= Listed entries =
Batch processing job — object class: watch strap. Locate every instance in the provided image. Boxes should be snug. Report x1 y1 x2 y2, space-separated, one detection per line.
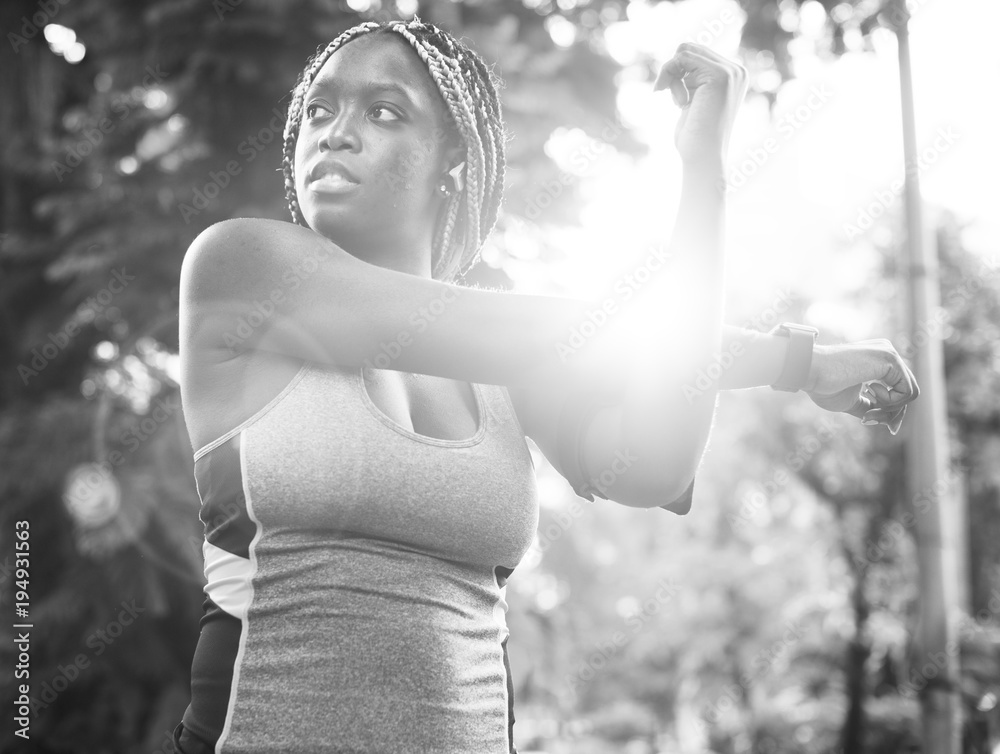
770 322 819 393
--
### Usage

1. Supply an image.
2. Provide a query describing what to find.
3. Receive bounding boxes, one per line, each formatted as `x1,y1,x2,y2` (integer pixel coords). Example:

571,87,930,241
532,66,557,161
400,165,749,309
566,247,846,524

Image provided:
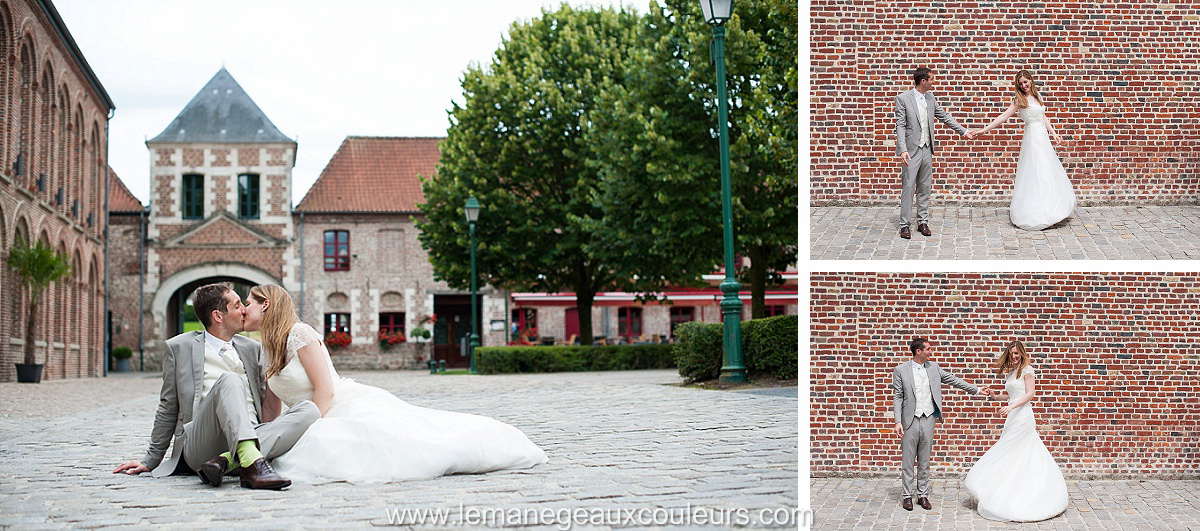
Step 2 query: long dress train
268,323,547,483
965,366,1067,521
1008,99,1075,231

= Given request =
Reproduce, word for word, the lines from the line containing "Batch processing job" up to and including the line containing "770 322 819 393". Omit the pictures from your answer.

= Task result =
Batch processing job — object class: watch strap. Locate every instance in the provided image. Boxes should be snug. Report x1 y1 x2 y2, space-separated, one detection per line.
770 322 819 393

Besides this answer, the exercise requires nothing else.